▶ Available data:
※ ※ ※
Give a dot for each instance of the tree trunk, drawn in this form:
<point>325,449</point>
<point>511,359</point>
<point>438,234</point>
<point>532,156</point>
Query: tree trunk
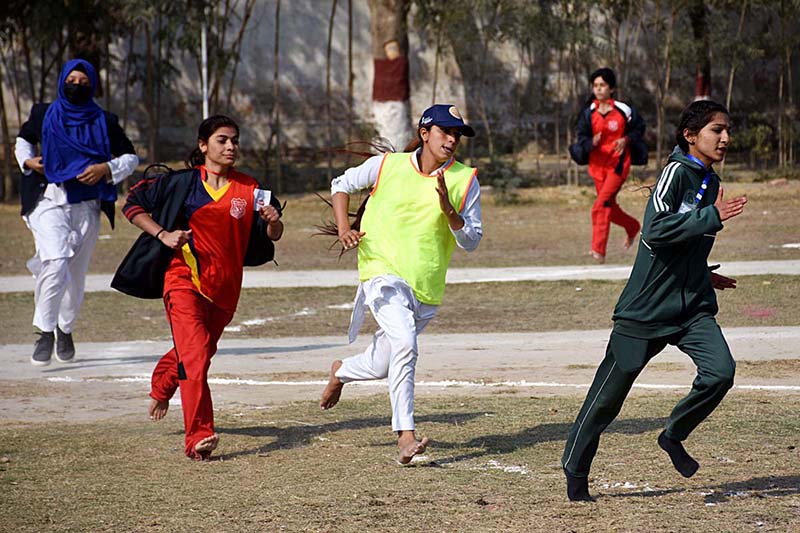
<point>328,117</point>
<point>391,89</point>
<point>732,72</point>
<point>237,47</point>
<point>664,88</point>
<point>148,96</point>
<point>276,96</point>
<point>128,63</point>
<point>350,75</point>
<point>697,14</point>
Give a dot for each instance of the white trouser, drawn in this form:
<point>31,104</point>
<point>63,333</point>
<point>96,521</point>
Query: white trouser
<point>393,351</point>
<point>65,236</point>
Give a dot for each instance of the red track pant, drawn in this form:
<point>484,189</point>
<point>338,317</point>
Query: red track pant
<point>606,209</point>
<point>197,325</point>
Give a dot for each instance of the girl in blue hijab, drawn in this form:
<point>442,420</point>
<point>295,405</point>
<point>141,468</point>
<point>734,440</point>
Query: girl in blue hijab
<point>84,154</point>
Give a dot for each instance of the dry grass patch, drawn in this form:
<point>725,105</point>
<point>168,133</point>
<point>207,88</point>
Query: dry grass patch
<point>775,368</point>
<point>484,307</point>
<point>493,466</point>
<point>549,226</point>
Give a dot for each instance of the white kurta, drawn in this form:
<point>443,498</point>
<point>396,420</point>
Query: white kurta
<point>65,236</point>
<point>400,316</point>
※ ※ ※
▶ Given request:
Repeat the lines starting at the one that contains "Give a dot for each instance of the white kurta, drawn" and ending at the end of the items.

▶ Solution for this exercise:
Give a dot for each instance of the white kurta, drawn in this form:
<point>443,498</point>
<point>396,420</point>
Query: white kurta
<point>65,236</point>
<point>400,316</point>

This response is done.